**WHAT TO DO**
From the entries below, please gather each line containing the string "tassel".

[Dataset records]
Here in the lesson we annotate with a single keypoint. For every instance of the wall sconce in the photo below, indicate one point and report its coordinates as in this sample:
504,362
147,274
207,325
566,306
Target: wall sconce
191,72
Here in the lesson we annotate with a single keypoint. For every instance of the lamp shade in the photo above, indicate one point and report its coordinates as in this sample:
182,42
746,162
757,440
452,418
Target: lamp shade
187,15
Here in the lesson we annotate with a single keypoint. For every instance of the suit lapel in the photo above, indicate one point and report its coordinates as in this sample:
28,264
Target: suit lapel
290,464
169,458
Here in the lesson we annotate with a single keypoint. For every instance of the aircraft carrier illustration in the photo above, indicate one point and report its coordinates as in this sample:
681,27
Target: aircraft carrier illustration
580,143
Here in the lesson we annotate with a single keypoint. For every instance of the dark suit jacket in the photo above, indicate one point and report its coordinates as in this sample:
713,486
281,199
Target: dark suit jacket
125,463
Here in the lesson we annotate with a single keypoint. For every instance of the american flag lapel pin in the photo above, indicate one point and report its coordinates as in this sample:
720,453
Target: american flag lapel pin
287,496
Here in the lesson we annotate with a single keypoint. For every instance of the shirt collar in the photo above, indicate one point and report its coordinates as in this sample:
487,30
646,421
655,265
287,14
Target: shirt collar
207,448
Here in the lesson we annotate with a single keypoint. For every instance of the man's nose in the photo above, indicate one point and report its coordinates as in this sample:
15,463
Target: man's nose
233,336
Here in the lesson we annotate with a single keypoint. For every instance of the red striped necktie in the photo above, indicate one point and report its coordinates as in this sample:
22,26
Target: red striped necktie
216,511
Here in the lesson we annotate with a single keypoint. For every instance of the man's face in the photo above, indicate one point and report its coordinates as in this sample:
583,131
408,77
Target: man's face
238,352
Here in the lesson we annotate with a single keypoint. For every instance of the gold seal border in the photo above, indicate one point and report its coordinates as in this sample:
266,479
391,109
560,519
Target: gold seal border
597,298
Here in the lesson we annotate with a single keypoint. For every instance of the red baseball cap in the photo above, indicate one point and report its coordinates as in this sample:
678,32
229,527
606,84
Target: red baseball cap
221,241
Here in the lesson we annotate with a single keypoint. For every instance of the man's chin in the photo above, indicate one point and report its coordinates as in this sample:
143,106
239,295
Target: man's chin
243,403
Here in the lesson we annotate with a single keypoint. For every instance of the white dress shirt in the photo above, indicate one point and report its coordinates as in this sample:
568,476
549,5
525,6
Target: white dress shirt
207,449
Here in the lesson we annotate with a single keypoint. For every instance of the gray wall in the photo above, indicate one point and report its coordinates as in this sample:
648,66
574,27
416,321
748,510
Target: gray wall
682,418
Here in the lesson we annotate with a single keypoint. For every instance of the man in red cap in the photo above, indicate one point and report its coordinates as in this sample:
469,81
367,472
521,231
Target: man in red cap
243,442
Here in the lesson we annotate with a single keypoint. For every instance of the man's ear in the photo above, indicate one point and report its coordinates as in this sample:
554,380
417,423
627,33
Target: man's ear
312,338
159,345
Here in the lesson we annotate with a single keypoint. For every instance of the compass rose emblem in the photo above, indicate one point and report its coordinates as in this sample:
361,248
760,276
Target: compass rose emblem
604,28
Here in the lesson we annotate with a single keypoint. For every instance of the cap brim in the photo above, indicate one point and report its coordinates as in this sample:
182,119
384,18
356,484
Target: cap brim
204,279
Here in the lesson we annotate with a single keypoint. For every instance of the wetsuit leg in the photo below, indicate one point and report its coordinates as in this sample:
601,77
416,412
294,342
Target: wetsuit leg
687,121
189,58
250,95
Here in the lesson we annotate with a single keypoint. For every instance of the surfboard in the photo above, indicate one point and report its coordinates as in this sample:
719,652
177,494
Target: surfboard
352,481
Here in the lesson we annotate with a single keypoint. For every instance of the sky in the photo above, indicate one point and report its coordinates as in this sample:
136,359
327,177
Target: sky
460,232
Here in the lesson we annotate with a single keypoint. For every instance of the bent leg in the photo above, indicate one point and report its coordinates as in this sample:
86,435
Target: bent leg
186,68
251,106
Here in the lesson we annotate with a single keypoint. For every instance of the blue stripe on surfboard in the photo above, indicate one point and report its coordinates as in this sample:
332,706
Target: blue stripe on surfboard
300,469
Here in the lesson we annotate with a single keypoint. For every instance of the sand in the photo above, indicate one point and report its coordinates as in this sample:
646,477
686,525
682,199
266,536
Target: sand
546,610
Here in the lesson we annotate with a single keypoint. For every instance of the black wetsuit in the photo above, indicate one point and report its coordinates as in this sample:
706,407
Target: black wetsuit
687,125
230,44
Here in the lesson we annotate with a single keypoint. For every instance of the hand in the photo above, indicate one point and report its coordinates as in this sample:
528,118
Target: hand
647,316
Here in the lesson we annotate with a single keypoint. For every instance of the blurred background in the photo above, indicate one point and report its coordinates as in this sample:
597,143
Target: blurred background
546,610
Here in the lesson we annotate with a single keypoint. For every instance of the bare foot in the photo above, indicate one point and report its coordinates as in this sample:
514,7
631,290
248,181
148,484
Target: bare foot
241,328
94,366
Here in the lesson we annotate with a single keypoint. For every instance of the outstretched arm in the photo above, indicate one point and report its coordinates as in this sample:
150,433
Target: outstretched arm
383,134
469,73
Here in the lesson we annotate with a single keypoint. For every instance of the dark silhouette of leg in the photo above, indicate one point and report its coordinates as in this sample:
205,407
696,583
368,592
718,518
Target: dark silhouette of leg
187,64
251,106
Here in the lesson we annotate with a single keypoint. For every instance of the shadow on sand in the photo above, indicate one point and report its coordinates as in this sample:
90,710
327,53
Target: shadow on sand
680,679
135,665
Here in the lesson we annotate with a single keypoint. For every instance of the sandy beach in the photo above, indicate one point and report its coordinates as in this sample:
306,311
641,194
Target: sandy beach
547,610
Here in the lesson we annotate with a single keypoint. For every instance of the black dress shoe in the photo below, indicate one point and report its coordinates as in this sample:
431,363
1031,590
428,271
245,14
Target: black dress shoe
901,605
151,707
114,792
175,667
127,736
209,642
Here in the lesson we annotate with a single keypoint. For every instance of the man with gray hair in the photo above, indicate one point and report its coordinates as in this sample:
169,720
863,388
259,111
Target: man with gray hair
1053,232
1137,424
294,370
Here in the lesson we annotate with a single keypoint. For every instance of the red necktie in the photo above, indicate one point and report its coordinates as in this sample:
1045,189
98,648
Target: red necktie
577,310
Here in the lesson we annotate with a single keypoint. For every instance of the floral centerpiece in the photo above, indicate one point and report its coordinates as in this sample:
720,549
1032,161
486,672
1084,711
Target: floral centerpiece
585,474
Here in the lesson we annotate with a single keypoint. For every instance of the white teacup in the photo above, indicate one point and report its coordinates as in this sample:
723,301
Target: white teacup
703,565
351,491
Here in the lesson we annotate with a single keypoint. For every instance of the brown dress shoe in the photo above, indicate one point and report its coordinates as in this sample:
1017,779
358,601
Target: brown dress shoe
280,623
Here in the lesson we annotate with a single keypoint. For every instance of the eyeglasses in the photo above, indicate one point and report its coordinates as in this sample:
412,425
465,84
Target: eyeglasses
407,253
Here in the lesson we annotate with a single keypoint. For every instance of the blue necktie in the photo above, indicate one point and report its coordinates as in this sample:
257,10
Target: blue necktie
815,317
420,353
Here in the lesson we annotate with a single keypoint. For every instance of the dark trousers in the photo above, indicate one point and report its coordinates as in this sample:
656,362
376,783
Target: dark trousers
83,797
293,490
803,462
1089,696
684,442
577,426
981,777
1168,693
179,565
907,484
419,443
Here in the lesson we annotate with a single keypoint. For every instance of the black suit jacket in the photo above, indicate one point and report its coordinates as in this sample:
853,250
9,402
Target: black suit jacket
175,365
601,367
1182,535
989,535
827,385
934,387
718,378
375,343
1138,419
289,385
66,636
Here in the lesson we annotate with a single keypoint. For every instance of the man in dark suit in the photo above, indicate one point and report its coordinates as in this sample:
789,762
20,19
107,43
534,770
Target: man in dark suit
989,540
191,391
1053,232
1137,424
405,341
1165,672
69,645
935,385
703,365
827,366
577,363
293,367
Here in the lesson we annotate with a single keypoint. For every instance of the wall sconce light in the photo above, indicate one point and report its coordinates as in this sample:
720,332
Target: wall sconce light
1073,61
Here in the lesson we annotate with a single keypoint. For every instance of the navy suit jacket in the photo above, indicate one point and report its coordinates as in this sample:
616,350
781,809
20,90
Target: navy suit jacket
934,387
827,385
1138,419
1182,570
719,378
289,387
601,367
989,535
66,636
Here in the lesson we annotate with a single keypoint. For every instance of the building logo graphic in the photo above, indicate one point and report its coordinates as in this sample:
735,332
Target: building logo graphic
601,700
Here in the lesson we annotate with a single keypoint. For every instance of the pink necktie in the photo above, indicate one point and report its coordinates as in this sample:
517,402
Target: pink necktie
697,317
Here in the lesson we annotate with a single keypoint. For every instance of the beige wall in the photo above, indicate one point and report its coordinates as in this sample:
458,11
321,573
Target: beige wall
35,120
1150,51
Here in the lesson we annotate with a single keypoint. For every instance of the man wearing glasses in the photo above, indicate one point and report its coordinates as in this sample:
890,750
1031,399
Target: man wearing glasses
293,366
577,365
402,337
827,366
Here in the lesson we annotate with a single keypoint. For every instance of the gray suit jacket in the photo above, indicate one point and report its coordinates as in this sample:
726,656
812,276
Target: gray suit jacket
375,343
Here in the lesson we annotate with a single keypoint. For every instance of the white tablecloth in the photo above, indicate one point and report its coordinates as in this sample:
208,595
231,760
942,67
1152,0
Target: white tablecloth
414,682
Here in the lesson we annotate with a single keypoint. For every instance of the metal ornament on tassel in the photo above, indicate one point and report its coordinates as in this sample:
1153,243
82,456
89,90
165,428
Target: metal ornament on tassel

**TASK OUTPUT**
Here in the lesson we annotate with a single keypoint. For every instance of the metal ornament on tassel in the photo above, indicate one point and report its coordinates as in this sample:
Target: metal ornament on tassel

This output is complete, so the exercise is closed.